** TEXT EXTRACT **
--------------------------------------------------
Support the Arctic Sea Ice Forum and Blog

Author Topic: Interpretation of time codes in cryosphere data  (Read 5913 times)

plg

  • New ice
  • Posts: 76
    • View Profile
  • Liked: 1
  • Likes Given: 0
Interpretation of time codes in cryosphere data
« on: May 06, 2015, 02:40:46 PM »
The data from Cryosphere (http://arctic.atmos.uiuc.edu/cryosphere/timeseries.anom.1979-2008) uses time codes instead of dates. The time code is expressed as 10000ths of a year.

However, there is some difficulty in interpreting the codes as they do not map properly to leap years and there exists duplicate time codes with different values for area.

The purpose of this thread is to discuss the interpretation of these time codes.
--------------------------------------------------
** ITEMS **
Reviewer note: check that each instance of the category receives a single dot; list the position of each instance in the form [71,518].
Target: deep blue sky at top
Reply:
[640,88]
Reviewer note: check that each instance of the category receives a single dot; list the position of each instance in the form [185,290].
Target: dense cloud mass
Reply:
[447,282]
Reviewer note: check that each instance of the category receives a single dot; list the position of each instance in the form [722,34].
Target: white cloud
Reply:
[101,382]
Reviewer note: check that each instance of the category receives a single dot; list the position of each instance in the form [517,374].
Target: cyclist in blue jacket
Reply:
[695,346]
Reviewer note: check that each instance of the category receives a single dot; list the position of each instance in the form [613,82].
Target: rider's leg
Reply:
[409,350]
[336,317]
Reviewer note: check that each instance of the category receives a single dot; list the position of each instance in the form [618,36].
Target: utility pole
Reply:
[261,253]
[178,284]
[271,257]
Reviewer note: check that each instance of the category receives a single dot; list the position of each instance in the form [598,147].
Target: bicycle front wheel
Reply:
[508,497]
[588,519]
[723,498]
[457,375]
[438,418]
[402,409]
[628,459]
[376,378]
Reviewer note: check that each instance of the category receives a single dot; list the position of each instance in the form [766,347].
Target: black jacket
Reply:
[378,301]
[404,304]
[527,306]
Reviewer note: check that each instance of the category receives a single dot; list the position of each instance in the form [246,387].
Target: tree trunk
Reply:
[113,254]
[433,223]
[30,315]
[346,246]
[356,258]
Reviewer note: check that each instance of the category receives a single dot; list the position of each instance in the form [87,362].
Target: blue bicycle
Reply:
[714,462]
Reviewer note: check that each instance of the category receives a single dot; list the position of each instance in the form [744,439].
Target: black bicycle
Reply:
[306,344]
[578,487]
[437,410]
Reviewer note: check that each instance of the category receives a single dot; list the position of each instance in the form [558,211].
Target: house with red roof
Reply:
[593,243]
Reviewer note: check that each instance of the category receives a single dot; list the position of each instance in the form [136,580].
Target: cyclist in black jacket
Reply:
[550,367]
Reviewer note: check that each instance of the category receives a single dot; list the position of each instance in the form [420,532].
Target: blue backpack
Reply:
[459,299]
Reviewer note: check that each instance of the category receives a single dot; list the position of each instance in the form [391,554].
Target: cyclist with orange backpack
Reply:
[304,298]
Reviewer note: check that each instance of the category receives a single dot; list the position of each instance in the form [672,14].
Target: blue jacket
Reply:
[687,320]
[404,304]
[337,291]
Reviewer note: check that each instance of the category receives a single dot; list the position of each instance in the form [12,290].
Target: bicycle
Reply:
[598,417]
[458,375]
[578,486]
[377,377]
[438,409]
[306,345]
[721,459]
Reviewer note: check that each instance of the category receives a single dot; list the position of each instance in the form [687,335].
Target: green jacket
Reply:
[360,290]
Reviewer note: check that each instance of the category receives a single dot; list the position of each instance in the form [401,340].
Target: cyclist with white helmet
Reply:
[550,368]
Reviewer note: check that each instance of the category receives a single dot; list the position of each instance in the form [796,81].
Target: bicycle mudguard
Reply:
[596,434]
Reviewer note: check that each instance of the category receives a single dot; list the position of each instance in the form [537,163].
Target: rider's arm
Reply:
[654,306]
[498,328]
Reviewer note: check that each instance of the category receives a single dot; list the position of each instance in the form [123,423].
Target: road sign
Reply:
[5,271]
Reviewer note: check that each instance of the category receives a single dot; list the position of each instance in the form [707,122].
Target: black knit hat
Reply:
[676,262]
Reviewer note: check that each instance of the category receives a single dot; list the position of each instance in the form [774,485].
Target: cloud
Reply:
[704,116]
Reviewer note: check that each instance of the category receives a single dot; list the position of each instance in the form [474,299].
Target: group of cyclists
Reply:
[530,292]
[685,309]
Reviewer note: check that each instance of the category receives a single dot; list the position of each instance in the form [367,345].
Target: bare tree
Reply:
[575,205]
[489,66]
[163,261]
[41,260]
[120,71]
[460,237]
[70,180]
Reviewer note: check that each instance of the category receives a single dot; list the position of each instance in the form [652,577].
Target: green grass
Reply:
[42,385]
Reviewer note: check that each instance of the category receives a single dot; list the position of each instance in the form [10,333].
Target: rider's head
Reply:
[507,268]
--------------------------------------------------
** JOB 1 **
Rewrite the paragraph of the forum post on cryosphere time codes that begins "However, there is some difficulty" as a short bulleted list, keeping its main facts.
** JOB 2 **
Write a few sentences that would follow the last sentence of the forum post on cryosphere time codes.

** TASK RESPONSE 1 **
- The time codes are hard to interpret.
- They do not map properly to leap years.
- Some time codes are duplicated, each with a different value for area.

** TASK RESPONSE 2 **
[I created this thread in response to a request by RaenorShine in the "Home brew AMSR2 extent & area calculation" thread, to avoid cluttering up Wipneus calculations.]
If you are not paranoid you just do not have enough information yet.

plg

  • New ice
  • Posts: 76
    • View Profile
  • Liked: 1
  • Likes Given: 0
Re: Interpretation of time codes in cryosphere data
« Reply #1 on: May 06, 2015, 02:43:26 PM »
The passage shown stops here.